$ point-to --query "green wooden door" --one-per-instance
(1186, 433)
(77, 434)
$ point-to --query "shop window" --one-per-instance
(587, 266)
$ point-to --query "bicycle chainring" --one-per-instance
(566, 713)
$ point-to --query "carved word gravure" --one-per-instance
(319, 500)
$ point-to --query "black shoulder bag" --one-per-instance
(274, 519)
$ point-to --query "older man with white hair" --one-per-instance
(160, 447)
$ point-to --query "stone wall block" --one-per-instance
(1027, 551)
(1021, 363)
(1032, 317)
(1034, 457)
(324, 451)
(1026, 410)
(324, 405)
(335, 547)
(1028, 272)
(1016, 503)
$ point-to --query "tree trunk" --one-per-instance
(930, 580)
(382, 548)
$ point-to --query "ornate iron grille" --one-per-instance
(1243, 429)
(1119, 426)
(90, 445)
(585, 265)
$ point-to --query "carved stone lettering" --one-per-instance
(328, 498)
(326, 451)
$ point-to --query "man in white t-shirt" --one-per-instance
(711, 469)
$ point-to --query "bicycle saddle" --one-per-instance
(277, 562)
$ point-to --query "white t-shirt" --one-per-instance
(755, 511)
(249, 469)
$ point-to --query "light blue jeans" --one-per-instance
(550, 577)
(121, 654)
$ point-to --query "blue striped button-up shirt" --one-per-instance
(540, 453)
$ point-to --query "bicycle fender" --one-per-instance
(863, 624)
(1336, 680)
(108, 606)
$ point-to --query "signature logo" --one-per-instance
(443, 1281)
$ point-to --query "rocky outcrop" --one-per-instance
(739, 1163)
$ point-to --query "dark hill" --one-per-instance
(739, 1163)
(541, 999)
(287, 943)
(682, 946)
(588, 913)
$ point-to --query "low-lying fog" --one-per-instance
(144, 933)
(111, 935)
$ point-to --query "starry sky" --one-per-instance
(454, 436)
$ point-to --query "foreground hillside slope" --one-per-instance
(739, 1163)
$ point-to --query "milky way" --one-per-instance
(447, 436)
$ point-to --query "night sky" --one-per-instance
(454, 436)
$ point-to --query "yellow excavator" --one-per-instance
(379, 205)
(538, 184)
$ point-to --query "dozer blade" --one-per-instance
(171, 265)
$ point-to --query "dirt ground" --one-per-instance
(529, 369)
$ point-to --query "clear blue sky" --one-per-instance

### EXERCISE AIM
Word-for-word copies of all the records are required.

### ANSWER AREA
$ point-to --query "green wooden door" --one-per-instance
(1186, 433)
(77, 434)
$ point-to --query "shop window" --one-per-instance
(587, 266)
$ point-to --query "bicycle chainring" --one-per-instance
(566, 713)
$ point-to --query "carved word gravure" --one-per-instance
(319, 500)
$ point-to --query "black shoulder bag" --one-per-instance
(274, 519)
$ point-to --query "older man with white hair" --one-per-instance
(160, 447)
$ point-to --query "stone wall block" --one-per-instance
(1027, 551)
(1021, 363)
(1032, 317)
(1034, 457)
(324, 451)
(1026, 410)
(324, 405)
(335, 547)
(1028, 272)
(1016, 503)
$ point-to --query "tree trunk" --one-per-instance
(930, 580)
(382, 548)
$ point-to --query "ornate iron grille" --one-per-instance
(1243, 429)
(1119, 426)
(90, 445)
(585, 265)
$ point-to --query "carved stone lettering" --one-per-instance
(328, 498)
(326, 451)
$ point-to --query "man in white t-shirt" --one-per-instance
(711, 469)
$ point-to --query "bicycle saddle" --one-per-instance
(277, 562)
$ point-to --query "white t-shirt" --one-per-instance
(755, 511)
(249, 469)
$ point-to --query "light blue jeans" --one-per-instance
(550, 577)
(121, 654)
$ point-to --query "blue striped button-up shirt" --one-per-instance
(540, 453)
$ point-to --query "bicycle fender" --one-per-instance
(863, 624)
(1336, 680)
(108, 606)
$ point-to --query "signature logo" --one-per-instance
(443, 1281)
$ point-to --query "rocky outcrop" --one-per-instance
(739, 1163)
$ point-to --query "dark hill" --one-per-instance
(739, 1163)
(541, 999)
(287, 943)
(682, 946)
(588, 913)
$ point-to --query "low-lying fog" --one-per-instance
(144, 933)
(111, 935)
$ point-to --query "starry sky" --one-per-instance
(454, 436)
$ point-to --query "foreground hillside slope" --one-per-instance
(739, 1163)
$ point-to --query "milky way" --one-per-instance
(447, 436)
$ point-to --query "night sky" --one-per-instance
(454, 436)
$ point-to --query "yellow excavator" --one-per-instance
(379, 205)
(538, 184)
$ point-to --query "dozer blade" --one-per-instance
(171, 265)
$ point-to --query "dirt ground" --one-per-instance
(529, 369)
$ point-to --query "clear blue sky" --one-per-instance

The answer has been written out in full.